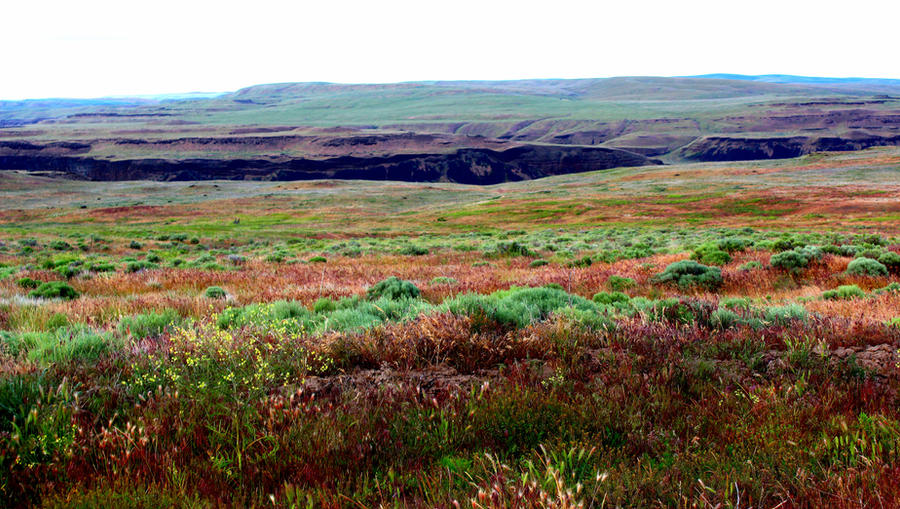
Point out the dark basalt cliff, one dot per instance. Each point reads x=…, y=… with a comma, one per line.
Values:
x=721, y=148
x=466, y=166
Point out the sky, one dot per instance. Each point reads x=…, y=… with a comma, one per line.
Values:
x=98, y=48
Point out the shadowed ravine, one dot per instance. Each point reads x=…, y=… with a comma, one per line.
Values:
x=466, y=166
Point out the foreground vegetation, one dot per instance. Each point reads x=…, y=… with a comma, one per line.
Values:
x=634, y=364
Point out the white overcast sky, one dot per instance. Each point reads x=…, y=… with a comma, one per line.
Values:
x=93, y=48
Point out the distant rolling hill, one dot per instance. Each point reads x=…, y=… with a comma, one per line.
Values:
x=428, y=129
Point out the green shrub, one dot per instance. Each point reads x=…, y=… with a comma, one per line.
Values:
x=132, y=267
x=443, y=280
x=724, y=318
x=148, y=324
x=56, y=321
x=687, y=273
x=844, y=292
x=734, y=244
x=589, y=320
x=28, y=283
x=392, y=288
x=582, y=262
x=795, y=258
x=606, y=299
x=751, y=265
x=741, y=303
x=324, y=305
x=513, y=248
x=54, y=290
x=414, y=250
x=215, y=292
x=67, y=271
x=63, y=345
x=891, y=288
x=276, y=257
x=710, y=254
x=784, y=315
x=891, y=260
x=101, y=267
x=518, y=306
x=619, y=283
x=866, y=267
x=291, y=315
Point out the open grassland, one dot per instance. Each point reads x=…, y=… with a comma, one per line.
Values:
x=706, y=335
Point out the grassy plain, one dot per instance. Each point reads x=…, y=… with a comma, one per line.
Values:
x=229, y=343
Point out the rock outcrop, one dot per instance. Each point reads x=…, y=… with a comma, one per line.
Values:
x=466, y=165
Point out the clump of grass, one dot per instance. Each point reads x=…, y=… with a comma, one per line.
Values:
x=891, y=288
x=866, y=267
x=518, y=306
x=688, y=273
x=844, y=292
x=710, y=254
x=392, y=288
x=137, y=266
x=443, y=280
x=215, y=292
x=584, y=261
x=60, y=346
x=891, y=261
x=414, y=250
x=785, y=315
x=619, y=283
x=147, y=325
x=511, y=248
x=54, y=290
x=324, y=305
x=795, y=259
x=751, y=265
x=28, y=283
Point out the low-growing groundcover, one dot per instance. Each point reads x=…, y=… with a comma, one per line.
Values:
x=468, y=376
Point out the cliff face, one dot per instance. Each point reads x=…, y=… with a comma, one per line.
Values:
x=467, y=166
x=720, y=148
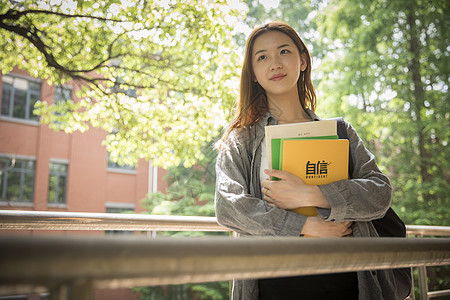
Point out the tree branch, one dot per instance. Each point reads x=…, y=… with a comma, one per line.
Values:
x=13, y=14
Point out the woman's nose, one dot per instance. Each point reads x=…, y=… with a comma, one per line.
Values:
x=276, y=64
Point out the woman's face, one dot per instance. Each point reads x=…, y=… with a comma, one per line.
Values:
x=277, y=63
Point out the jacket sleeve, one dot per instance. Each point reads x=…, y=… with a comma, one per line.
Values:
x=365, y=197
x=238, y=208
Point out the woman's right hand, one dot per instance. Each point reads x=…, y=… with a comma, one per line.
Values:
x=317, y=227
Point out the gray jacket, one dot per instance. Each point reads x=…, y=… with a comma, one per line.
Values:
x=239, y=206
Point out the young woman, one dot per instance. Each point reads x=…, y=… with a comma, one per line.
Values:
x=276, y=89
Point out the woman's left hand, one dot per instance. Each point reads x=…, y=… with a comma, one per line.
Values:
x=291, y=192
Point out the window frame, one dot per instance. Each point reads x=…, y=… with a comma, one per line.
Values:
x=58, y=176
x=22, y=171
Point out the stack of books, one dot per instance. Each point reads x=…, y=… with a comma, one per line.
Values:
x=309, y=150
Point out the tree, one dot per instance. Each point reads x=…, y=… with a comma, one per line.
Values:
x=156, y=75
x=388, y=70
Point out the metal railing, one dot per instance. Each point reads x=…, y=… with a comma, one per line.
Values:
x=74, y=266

**TASK TO CARRY OUT**
Rewrite the data from the line with "Point out the white" to the line with "x=428, y=129", both included, keeping every line and shifting each x and y coordinate up by 107.

**EXPECTED ANSWER**
Point out the white overcast sky, one dot per instance. Each point reads x=…, y=… with a comma, one per line.
Values:
x=200, y=155
Point out the distant rolling hill, one dot per instance. Each point reads x=…, y=… with a comma, one per line.
Values:
x=535, y=236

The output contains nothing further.